● Data entries
_ _ _

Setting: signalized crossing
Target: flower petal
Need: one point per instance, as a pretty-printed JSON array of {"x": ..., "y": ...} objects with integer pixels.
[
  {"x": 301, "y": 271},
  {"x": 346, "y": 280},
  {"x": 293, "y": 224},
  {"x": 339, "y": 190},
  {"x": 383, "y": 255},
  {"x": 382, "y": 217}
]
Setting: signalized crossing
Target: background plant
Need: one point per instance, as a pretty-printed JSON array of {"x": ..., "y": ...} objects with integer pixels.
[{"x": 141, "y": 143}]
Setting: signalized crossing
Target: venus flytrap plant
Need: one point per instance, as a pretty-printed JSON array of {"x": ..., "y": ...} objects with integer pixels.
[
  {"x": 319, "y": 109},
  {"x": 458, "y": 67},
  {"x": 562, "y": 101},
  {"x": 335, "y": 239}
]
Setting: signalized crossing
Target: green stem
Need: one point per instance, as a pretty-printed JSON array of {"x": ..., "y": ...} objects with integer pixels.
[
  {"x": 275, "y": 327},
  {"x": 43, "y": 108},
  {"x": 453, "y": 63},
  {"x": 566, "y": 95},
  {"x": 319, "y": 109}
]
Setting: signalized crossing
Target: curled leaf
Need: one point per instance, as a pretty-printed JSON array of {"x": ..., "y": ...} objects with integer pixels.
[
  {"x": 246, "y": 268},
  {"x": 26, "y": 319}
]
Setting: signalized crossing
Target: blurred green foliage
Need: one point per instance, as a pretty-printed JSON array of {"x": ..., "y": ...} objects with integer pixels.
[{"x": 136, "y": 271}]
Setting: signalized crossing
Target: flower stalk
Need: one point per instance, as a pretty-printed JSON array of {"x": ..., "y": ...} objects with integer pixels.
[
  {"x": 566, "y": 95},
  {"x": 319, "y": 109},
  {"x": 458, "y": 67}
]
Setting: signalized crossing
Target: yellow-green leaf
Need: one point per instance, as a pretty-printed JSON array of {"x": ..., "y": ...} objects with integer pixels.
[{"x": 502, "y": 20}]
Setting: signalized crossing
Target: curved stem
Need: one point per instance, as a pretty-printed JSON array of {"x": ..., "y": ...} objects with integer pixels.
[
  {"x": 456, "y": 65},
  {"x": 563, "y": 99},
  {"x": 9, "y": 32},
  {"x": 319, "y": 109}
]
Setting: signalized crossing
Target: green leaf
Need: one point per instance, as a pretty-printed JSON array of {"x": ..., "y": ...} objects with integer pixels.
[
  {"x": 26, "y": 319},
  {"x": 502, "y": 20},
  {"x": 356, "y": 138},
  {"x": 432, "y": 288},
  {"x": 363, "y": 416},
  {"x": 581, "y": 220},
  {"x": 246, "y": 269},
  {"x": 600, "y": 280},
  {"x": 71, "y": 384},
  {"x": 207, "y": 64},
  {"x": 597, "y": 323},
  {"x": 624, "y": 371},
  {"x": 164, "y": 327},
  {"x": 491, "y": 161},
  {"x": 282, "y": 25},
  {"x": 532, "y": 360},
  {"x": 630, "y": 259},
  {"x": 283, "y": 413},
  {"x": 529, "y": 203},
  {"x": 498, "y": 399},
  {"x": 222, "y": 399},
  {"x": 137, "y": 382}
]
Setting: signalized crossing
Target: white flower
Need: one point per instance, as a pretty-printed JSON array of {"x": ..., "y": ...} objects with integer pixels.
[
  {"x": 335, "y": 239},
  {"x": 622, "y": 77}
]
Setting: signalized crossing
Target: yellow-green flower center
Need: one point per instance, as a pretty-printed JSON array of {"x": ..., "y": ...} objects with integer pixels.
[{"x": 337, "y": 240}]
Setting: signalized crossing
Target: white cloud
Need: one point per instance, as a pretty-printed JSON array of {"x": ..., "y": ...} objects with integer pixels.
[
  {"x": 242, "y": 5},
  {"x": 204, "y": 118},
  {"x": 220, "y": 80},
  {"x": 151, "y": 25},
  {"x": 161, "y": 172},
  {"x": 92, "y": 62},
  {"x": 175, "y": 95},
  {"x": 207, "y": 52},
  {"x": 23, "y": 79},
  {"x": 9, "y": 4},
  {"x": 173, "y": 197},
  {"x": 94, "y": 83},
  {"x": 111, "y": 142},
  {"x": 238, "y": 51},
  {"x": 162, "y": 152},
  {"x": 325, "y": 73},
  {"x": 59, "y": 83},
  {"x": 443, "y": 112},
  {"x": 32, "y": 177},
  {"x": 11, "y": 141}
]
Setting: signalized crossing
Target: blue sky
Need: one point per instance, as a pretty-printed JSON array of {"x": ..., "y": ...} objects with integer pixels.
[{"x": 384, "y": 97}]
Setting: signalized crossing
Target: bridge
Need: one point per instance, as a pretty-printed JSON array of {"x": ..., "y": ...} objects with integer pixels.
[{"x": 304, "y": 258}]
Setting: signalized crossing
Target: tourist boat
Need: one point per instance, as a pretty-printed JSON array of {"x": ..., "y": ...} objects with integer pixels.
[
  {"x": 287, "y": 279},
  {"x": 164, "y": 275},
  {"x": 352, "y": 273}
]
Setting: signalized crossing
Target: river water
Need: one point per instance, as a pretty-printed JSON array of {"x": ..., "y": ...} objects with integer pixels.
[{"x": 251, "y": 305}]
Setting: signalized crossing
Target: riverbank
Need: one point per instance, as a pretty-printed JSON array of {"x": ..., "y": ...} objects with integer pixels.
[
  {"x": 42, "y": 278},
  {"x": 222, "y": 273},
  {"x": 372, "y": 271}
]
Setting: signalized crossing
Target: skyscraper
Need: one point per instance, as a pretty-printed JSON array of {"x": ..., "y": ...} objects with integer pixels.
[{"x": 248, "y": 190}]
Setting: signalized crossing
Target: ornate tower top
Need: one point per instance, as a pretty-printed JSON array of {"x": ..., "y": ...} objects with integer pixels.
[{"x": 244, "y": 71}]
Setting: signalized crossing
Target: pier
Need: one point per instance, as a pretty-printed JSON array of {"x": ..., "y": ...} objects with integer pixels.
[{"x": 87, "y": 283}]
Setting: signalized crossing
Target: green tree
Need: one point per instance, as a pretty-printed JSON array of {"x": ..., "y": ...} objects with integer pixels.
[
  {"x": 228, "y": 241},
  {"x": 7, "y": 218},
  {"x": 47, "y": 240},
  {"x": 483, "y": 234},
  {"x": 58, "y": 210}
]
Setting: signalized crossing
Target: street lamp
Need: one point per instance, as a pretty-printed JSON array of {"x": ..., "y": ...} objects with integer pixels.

_ _ _

● Task to carry out
Gather every line of the listing above that contains the string "stem" and copy each such line in full.

● Response to the task
Target: green stem
Target: curved stem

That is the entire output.